-- begin Passage --

Posted by: ssjane | July 12, 2006 | 2:35 pm
Posted in: Bits | Comments Off
A few years ago, while living in the house in Woburn, we had an incident between Flacko and a baby bird.
I had seen a baby bird by the fence that day and wondered if it was abandoned. Then I did some online research and realized that it was normal for the baby bird to just sit there because it was still learning to fly, and its parents would come back regularly to feed it. This realization was helped out by the appearance of said parent bird, who flew angrily at Flacko’s head when he later tried to either play with the baby bird or eat it.
Luckily, that baby bird managed to hop under our fence and into the neighbor’s yard, and that was the end of Flacko’s fun. For the rest of the day, though, he kept peeking through the fence at it and looking imploringly at me. Clearly, he felt the bird was a far better toy than the approximately 4629 other toys we had bought for him.
This morning I let the dogs outside. The birds were sqawking louder than usual, so I looked up, wondering if there was a nest or some kind of bird party above me. Then I looked down, and noticed that both Mina and Stanley, the Former Flacko, were peering up at the siding on our garage.

-- end Passage --

== Prompt 1 ==
Reproduce the section of the post about the dog and the baby bird word for word, beginning at "I had seen a" and ending after "bird or eat it.".
== Prompt 2 ==
Extend the post about the dog and the baby bird, picking up right after its final sentence.

-- begin Listing --

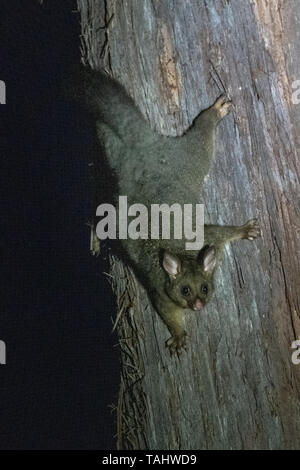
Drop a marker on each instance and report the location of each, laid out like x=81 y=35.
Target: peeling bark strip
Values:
x=236 y=388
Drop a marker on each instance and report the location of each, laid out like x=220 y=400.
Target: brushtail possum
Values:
x=155 y=169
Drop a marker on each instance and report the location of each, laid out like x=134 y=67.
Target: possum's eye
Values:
x=204 y=289
x=185 y=291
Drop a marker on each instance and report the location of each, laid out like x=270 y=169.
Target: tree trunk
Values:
x=236 y=387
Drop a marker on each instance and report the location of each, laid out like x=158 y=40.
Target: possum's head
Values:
x=190 y=281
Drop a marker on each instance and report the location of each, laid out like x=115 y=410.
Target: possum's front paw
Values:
x=177 y=343
x=251 y=230
x=222 y=106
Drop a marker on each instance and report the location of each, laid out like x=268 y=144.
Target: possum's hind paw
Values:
x=251 y=230
x=177 y=344
x=222 y=106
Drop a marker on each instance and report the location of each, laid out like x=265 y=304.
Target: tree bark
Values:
x=236 y=387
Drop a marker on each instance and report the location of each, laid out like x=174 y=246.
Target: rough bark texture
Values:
x=236 y=387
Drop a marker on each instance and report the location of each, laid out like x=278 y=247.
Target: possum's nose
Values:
x=198 y=305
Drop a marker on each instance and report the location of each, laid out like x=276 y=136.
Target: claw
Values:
x=222 y=106
x=177 y=344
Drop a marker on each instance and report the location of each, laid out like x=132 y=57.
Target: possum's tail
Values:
x=107 y=100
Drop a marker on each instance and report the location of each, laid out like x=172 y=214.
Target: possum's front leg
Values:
x=173 y=317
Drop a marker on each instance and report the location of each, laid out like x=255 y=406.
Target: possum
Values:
x=153 y=169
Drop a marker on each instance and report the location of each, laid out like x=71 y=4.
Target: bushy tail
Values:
x=107 y=100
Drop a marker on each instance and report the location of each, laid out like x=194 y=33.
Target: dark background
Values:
x=62 y=370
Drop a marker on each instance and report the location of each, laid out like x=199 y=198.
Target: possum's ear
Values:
x=208 y=259
x=171 y=264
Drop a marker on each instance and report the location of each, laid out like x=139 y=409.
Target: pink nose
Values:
x=197 y=305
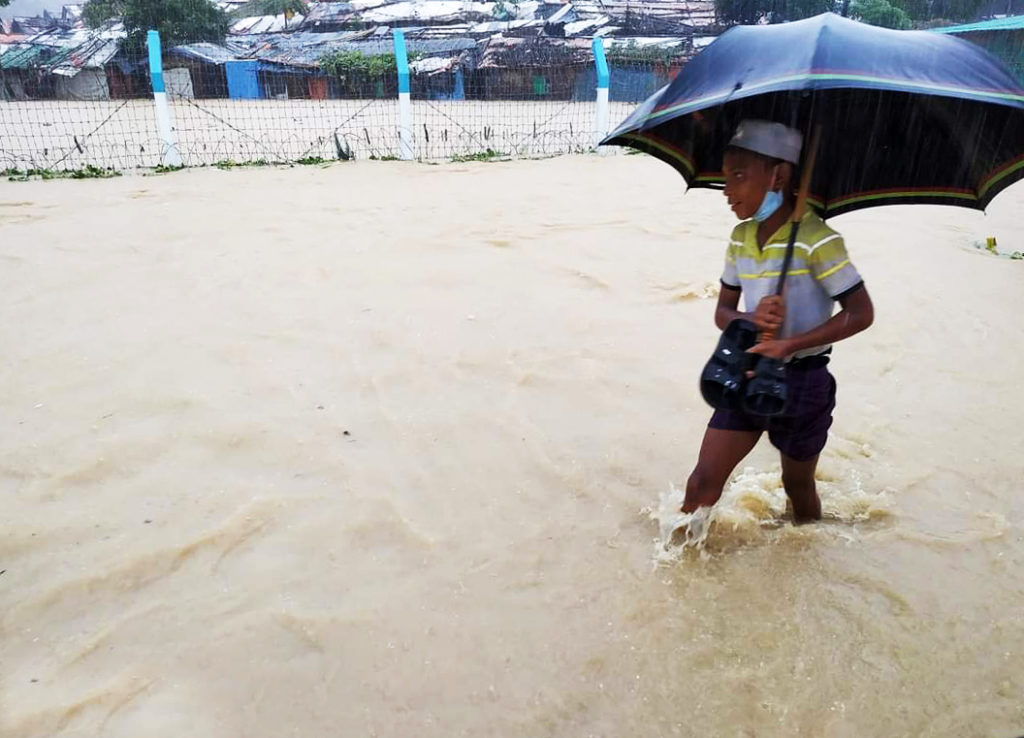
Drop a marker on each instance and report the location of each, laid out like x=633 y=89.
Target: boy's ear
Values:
x=783 y=177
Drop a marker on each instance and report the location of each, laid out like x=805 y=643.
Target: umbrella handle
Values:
x=798 y=215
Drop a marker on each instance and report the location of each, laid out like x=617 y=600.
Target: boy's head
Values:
x=761 y=158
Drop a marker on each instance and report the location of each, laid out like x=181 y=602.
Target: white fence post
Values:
x=170 y=157
x=404 y=102
x=603 y=78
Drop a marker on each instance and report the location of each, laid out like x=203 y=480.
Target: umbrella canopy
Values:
x=906 y=116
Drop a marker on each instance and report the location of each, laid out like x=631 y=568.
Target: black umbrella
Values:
x=906 y=116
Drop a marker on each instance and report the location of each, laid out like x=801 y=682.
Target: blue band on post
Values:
x=401 y=59
x=602 y=63
x=156 y=62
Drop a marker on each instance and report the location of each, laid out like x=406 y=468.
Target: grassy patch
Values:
x=487 y=155
x=87 y=172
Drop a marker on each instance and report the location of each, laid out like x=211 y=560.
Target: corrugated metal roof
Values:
x=205 y=51
x=1011 y=23
x=22 y=56
x=265 y=24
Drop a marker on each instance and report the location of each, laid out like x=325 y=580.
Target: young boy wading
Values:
x=759 y=167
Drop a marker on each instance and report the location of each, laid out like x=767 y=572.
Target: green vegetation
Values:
x=488 y=155
x=632 y=53
x=350 y=64
x=881 y=12
x=87 y=172
x=269 y=7
x=890 y=13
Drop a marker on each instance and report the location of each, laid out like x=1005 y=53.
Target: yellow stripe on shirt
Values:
x=828 y=272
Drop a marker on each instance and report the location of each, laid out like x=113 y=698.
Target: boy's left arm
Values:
x=857 y=313
x=832 y=267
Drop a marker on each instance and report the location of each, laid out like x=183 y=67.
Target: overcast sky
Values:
x=33 y=7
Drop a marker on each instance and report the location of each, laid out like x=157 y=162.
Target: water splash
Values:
x=754 y=510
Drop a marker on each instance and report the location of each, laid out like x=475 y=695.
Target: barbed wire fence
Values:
x=68 y=103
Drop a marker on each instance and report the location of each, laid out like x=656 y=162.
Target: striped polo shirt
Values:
x=819 y=273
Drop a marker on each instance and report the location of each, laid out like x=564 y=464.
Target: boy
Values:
x=759 y=167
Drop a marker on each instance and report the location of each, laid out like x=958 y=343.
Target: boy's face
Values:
x=748 y=178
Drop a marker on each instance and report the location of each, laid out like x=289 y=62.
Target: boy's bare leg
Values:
x=720 y=452
x=798 y=478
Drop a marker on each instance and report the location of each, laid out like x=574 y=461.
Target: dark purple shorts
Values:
x=800 y=433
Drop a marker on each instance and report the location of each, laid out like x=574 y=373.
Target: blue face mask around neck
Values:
x=771 y=203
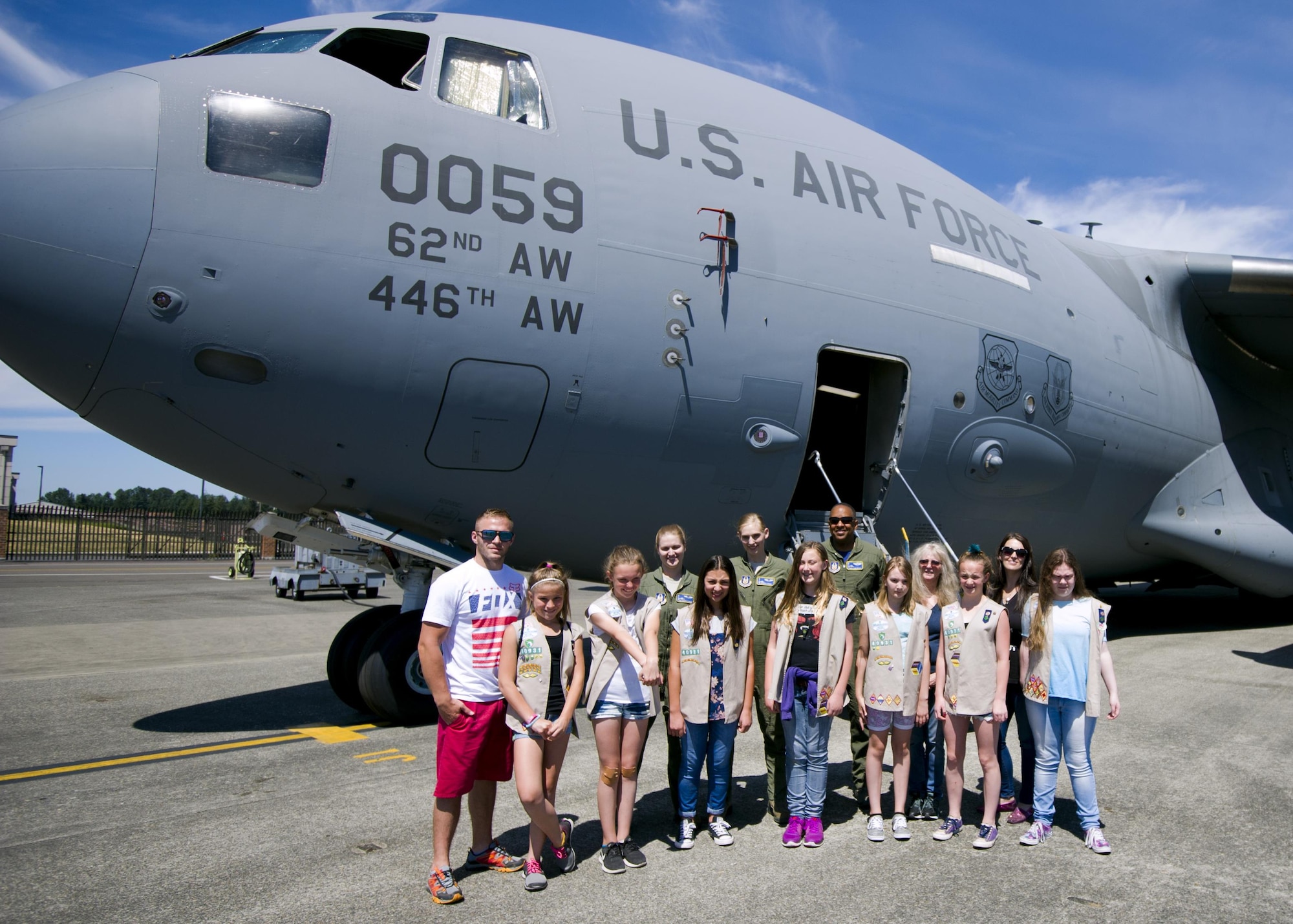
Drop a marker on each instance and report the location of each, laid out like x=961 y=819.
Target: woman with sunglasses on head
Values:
x=1012 y=584
x=934 y=584
x=1065 y=658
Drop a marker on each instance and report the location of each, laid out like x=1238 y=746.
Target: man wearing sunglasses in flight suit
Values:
x=855 y=566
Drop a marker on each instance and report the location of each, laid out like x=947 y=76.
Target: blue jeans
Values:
x=807 y=740
x=1016 y=708
x=709 y=743
x=928 y=760
x=1062 y=725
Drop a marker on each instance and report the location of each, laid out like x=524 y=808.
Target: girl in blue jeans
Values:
x=1063 y=658
x=806 y=674
x=712 y=687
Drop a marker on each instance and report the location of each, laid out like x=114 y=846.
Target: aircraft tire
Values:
x=343 y=658
x=390 y=669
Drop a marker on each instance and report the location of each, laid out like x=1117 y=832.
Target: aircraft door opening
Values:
x=858 y=416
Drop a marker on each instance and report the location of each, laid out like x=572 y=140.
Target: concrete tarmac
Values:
x=249 y=821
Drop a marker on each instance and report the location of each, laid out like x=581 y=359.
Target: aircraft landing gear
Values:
x=373 y=664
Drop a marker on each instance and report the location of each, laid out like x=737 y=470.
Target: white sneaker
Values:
x=876 y=828
x=686 y=839
x=901 y=831
x=721 y=831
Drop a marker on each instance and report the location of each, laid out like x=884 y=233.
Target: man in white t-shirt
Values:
x=462 y=638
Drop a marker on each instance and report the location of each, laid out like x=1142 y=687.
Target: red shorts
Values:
x=474 y=747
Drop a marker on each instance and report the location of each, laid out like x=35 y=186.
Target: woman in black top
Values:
x=1013 y=583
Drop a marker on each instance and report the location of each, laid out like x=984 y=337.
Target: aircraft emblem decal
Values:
x=1058 y=392
x=999 y=376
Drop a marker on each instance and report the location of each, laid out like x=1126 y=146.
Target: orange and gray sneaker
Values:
x=443 y=888
x=495 y=857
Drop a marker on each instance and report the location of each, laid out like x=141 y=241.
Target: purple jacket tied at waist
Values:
x=788 y=690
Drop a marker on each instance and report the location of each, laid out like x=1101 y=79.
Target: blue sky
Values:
x=1170 y=122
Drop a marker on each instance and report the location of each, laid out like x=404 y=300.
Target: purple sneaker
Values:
x=1096 y=840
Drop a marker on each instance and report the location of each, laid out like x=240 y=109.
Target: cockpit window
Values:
x=389 y=55
x=492 y=81
x=275 y=43
x=270 y=140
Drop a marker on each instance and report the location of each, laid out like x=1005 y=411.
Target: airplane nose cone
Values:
x=77 y=182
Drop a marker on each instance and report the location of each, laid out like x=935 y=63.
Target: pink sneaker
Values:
x=1021 y=814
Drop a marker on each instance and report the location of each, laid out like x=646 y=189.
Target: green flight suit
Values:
x=760 y=590
x=654 y=585
x=859 y=576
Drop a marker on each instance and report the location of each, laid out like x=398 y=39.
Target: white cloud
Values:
x=1159 y=214
x=32 y=69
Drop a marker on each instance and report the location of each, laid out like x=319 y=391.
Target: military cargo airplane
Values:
x=409 y=266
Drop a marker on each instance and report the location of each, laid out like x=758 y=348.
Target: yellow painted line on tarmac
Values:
x=326 y=734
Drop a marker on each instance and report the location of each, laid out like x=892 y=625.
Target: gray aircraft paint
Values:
x=553 y=254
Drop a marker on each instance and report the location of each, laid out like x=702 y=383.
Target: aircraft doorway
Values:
x=858 y=414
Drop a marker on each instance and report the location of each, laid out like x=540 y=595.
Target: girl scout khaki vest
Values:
x=831 y=650
x=972 y=658
x=535 y=667
x=607 y=655
x=1038 y=686
x=893 y=681
x=695 y=671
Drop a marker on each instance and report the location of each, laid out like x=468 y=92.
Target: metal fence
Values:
x=56 y=533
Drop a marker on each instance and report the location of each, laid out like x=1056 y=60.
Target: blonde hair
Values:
x=550 y=571
x=947 y=589
x=624 y=554
x=795 y=586
x=908 y=605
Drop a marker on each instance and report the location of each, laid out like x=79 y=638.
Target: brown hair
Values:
x=624 y=554
x=732 y=623
x=1039 y=628
x=550 y=571
x=946 y=592
x=795 y=585
x=998 y=579
x=672 y=528
x=908 y=605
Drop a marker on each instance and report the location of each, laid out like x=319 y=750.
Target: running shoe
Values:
x=1036 y=833
x=495 y=857
x=535 y=877
x=1097 y=841
x=686 y=839
x=987 y=837
x=633 y=853
x=876 y=828
x=1022 y=813
x=612 y=859
x=902 y=832
x=564 y=854
x=443 y=888
x=950 y=828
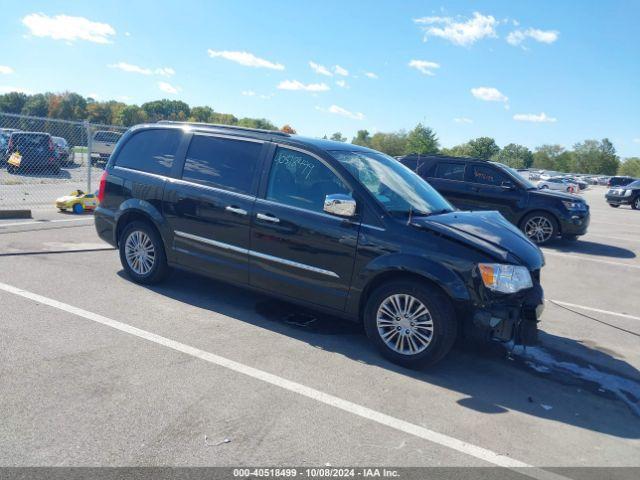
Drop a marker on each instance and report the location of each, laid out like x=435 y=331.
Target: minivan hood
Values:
x=488 y=231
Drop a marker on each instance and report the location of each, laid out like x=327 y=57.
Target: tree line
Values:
x=589 y=156
x=72 y=106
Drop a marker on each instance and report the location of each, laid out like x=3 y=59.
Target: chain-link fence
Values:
x=42 y=159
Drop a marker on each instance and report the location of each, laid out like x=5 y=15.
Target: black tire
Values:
x=535 y=239
x=159 y=269
x=442 y=315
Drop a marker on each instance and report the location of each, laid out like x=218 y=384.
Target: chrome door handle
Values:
x=237 y=210
x=268 y=218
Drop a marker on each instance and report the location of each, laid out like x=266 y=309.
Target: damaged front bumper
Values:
x=511 y=317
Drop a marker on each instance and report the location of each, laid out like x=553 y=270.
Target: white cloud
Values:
x=338 y=70
x=516 y=37
x=245 y=58
x=65 y=27
x=164 y=71
x=9 y=89
x=320 y=69
x=296 y=85
x=463 y=32
x=129 y=67
x=536 y=118
x=168 y=88
x=336 y=110
x=424 y=66
x=489 y=94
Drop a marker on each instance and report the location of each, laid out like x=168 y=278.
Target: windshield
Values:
x=398 y=189
x=516 y=174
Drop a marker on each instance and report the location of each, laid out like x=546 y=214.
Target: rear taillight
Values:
x=103 y=183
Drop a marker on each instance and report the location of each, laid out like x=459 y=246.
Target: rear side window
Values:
x=107 y=137
x=450 y=171
x=151 y=151
x=222 y=163
x=488 y=176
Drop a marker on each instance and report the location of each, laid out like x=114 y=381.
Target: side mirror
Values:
x=340 y=204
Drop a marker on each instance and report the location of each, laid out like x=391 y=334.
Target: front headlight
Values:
x=505 y=278
x=571 y=205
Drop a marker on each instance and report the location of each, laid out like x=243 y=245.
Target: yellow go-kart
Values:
x=78 y=202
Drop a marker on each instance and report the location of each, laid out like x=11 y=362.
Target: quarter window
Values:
x=450 y=171
x=222 y=163
x=302 y=181
x=151 y=151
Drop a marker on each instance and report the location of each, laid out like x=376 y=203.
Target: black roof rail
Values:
x=444 y=156
x=226 y=127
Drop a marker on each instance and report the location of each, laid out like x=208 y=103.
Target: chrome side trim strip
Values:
x=253 y=253
x=373 y=227
x=208 y=241
x=302 y=266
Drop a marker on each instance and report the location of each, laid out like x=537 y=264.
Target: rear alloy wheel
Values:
x=540 y=227
x=142 y=253
x=412 y=324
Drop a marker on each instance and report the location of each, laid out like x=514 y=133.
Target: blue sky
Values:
x=525 y=72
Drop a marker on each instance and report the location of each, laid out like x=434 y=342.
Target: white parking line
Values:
x=317 y=395
x=43 y=222
x=548 y=253
x=591 y=309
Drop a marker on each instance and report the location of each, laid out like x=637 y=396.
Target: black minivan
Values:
x=336 y=227
x=475 y=184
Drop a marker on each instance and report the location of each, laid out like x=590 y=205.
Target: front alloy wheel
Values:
x=411 y=322
x=539 y=228
x=404 y=324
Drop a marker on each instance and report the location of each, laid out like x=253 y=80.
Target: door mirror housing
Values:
x=340 y=204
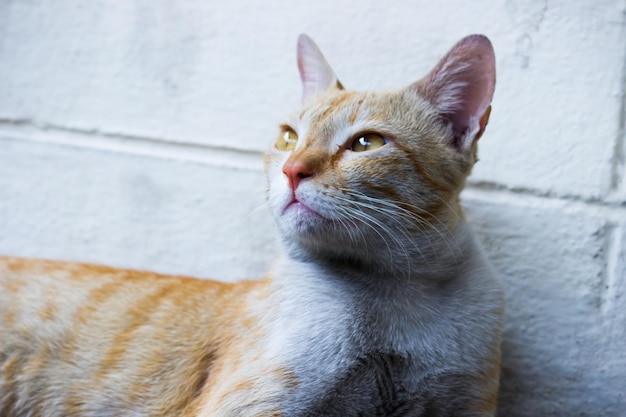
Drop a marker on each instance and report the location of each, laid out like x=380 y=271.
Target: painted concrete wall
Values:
x=131 y=134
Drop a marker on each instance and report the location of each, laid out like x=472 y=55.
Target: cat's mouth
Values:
x=300 y=209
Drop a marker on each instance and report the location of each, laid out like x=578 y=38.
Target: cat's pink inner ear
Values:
x=461 y=87
x=316 y=74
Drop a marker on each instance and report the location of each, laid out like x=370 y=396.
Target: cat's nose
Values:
x=296 y=171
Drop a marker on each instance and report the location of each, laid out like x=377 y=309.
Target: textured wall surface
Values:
x=131 y=134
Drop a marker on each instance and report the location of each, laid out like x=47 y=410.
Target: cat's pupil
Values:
x=287 y=140
x=368 y=142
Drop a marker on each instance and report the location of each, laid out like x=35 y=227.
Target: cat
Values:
x=382 y=303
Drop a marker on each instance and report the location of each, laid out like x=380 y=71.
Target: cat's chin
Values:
x=298 y=213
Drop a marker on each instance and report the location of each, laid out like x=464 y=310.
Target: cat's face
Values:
x=361 y=174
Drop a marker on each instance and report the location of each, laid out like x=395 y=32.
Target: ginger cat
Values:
x=382 y=303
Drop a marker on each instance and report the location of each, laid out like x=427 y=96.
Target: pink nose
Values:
x=296 y=171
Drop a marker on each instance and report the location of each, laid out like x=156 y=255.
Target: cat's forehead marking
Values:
x=333 y=118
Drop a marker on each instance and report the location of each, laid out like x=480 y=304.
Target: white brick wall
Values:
x=131 y=134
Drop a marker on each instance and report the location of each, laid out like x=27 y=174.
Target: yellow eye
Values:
x=367 y=142
x=287 y=140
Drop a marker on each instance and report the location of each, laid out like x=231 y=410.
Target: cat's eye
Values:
x=287 y=140
x=367 y=142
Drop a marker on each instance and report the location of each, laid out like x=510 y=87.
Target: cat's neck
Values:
x=392 y=306
x=425 y=254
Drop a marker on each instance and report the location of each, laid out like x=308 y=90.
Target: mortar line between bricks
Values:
x=95 y=139
x=619 y=156
x=606 y=210
x=20 y=129
x=609 y=290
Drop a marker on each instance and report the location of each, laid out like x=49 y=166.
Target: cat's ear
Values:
x=461 y=87
x=317 y=76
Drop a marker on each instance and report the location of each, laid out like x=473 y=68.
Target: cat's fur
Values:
x=382 y=303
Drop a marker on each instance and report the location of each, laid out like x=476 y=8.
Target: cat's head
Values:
x=362 y=174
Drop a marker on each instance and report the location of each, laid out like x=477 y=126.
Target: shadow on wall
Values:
x=557 y=340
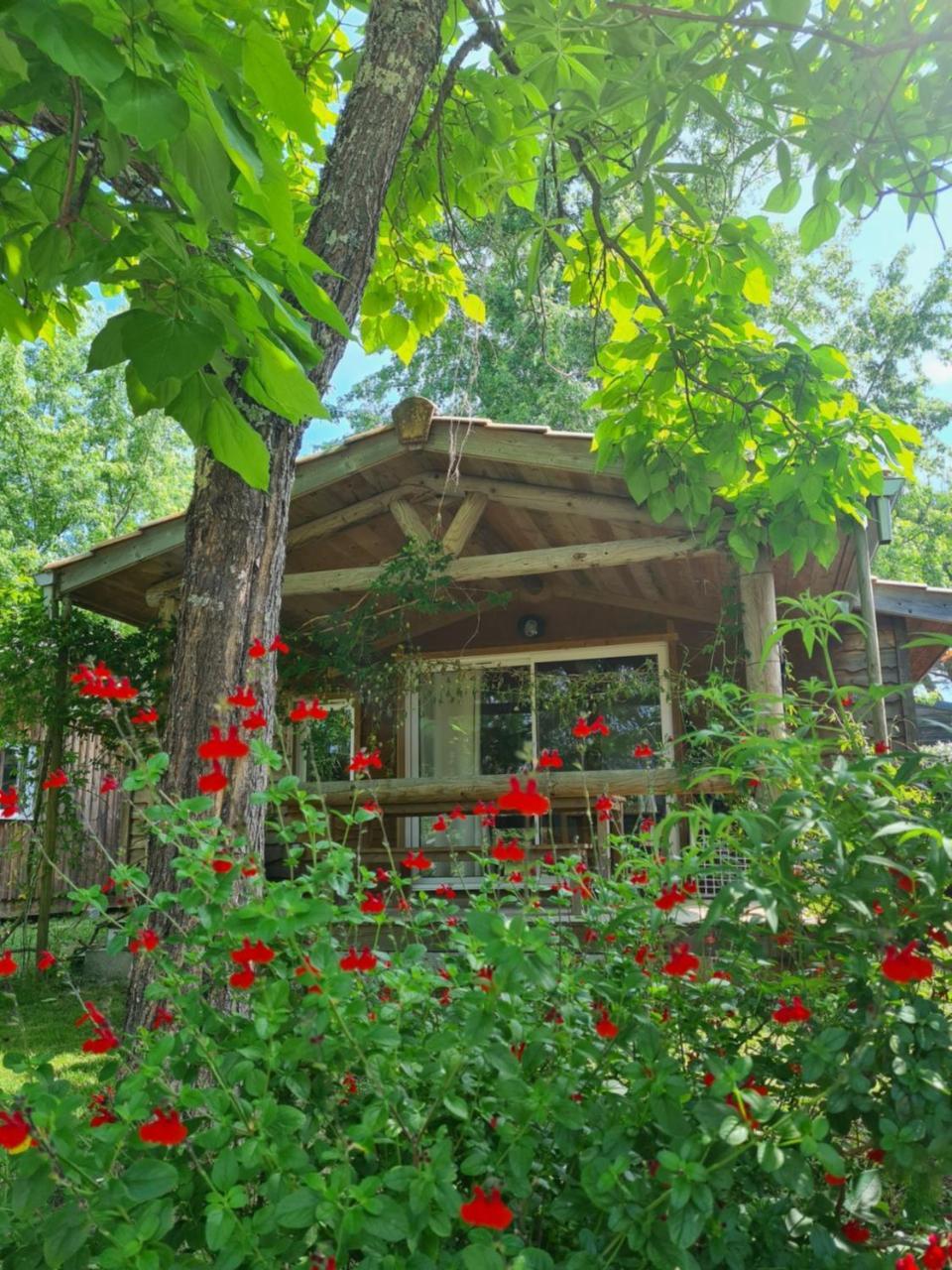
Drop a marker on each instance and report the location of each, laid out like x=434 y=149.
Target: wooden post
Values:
x=867 y=607
x=758 y=604
x=60 y=615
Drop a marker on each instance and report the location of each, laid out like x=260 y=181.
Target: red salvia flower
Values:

-- end Listing --

== Exercise answer 1 ==
I had seen a baby bird by the fence that day and wondered if it was abandoned. Then I did some online research and realized that it was normal for the baby bird to just sit there because it was still learning to fly, and its parents would come back regularly to feed it. This realization was helped out by the appearance of said parent bird, who flew angrily at Flacko’s head when he later tried to either play with the baby bird or eat it.

== Exercise answer 2 ==
I bent down to see what they were looking at, and was startled to see a baby bird on the ground near the dogs.
Stanley noticed the bird at the same time and chased it before I could stop him.
The baby bird wobbled into the air, managing to get a foot or two above the ground, and nearly flew into Paco’s head as it made its way to the far side of the chicken wire we use as a fence. Unfortunately, it didn’t have the height yet to fly over the wire to the dog-free side, and landed miserably on the ground.
Stanley bounded after the bird, and as I ran after him yelling, I saw what appeared to be Stanley picking up the bird in his mouth.
Two adult birds shrieked and flew after Stanley as I chased him away. Attracted by all the noise, Paco wandered over, walked on or over the baby bird without appearing to notice it, and then ran away when he saw me waving my arms and yelling at him for what he felt was for no good reason at all.
Now all three dogs were huddled by the garage door–Stanley fearfully, Paco sulkily, and Mina obliviously. Mina, in fact, was still staring at the siding and appeared to have not noticed any of the bird chase and ensuing commotion.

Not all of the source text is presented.